-- Source passage follows --

My hernia operation yesterday went so well that instead of being the ordeal that I had expected, it was actually something of a pleasure.
How things have changed over 52 years!
My wife got me up there in time, helped me get settled, and then she went off shopping during the hours when she couldn't be in the same room.
Meanwhile all the hospital people were extremely friendly, especially the nurse, who seemed to have an uncanny knack of reading my mind. She blamed her long experience for her ability to anticipate all my questions and concerns.
It was done at Martha Jefferson, the smaller of the two hospitals in Mr. Jefferson's cool little city, Charlottesville. The other is U.Va or the University of Virginia. C'ville is 45 miles north of my house. There are two other hospitals 25 miles to the south, in Lynchburg, a slightly larger metropolis -- Jerry Falwell's town.
The operating room was quite a scene, appearing to promise lots of drama. It was larger than I expected and daunting to me. With age I have become as squeamish about seeing anything having to do with medical stuff on TV as I was as a child looking at horror stuff in movies.

-- Source passage concluded --

Exercise goal. Reproduce the stretch of the hernia surgery account from "My hernia operation" through "the same room.", word for word. Work from the hernia surgery account alone.

-- Data shown follows --

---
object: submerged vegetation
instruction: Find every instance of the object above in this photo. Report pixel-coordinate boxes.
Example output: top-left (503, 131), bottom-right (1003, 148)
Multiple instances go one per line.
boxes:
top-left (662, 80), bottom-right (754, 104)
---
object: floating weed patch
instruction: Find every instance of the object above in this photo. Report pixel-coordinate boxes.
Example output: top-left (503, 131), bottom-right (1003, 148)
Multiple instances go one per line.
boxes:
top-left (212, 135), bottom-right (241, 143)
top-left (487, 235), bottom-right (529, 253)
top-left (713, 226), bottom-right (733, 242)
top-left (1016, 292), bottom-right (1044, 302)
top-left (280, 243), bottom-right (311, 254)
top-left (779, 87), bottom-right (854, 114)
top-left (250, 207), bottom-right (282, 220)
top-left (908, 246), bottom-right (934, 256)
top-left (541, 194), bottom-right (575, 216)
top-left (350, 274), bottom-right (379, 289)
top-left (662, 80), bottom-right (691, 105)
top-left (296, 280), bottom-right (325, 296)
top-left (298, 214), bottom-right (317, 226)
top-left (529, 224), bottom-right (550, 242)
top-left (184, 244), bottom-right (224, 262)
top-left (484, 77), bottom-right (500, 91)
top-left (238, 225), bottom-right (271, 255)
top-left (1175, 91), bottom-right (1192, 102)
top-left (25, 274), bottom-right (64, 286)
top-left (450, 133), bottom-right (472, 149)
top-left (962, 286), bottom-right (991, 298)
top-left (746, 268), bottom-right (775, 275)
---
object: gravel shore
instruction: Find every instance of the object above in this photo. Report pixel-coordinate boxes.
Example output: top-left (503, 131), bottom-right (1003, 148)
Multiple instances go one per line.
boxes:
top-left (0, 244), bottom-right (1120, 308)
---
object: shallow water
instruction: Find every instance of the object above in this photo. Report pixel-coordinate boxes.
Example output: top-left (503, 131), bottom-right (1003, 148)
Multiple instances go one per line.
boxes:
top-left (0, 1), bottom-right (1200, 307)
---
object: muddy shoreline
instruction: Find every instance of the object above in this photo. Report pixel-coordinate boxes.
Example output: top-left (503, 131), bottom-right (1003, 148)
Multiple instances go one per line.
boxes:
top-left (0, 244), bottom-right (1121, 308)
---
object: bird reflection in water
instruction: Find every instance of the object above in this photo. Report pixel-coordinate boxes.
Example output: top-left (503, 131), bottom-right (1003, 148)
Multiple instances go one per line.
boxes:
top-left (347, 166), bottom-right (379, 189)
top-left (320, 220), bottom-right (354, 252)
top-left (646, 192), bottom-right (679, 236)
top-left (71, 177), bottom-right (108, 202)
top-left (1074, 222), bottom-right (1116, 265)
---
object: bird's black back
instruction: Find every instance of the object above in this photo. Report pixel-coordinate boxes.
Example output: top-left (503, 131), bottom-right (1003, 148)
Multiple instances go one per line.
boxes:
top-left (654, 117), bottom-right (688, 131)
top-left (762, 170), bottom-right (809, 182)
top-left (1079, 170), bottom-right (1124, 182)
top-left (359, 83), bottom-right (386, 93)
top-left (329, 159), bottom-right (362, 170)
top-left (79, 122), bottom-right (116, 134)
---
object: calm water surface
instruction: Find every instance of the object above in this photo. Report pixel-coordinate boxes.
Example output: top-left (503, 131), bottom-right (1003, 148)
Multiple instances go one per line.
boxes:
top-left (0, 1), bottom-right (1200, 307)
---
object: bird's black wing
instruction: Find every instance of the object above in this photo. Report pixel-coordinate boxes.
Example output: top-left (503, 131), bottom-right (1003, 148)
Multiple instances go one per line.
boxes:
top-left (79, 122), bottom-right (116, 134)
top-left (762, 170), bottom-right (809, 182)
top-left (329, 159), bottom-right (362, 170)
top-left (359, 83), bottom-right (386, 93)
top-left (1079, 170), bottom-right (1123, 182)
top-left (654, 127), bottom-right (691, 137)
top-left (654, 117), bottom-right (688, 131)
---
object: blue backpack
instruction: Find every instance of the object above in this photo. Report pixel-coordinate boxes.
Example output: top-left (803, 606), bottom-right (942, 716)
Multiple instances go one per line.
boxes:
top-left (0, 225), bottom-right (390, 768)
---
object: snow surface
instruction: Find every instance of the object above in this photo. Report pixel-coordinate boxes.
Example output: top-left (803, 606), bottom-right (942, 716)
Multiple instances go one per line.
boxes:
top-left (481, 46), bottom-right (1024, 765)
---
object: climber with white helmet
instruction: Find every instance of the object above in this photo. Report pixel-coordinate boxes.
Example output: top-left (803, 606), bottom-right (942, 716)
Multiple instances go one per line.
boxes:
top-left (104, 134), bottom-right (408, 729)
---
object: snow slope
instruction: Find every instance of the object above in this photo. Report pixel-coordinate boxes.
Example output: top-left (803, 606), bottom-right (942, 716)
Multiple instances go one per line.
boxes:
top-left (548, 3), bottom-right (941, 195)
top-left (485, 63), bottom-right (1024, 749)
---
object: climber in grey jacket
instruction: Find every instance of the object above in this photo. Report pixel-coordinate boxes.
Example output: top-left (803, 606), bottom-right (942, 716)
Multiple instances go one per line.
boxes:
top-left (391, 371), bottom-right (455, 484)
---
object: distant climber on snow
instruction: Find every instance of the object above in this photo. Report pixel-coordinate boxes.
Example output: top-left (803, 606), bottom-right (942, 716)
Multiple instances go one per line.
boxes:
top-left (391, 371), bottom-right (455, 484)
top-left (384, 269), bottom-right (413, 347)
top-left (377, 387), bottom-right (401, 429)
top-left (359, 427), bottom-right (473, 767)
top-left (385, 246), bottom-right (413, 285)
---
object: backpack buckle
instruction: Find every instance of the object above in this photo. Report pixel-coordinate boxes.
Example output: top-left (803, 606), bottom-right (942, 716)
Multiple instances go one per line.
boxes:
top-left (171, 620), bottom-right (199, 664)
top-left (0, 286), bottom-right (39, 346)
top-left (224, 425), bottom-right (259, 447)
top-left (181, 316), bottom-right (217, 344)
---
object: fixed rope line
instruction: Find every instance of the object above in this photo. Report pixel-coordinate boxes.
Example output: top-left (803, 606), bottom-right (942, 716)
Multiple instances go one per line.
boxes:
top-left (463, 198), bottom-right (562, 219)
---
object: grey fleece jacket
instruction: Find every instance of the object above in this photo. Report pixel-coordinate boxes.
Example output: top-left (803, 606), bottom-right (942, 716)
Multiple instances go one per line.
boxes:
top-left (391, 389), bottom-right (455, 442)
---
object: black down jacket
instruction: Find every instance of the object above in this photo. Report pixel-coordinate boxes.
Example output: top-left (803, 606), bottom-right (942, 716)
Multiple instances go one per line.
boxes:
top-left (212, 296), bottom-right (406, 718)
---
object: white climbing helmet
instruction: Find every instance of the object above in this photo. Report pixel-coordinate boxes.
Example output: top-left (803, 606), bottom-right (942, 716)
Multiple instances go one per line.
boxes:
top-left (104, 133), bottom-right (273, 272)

-- Data shown concluded --

Solution below.
My hernia operation yesterday went so well that instead of being the ordeal that I had expected, it was actually something of a pleasure.
How things have changed over 52 years!
My wife got me up there in time, helped me get settled, and then she went off shopping during the hours when she couldn't be in the same room.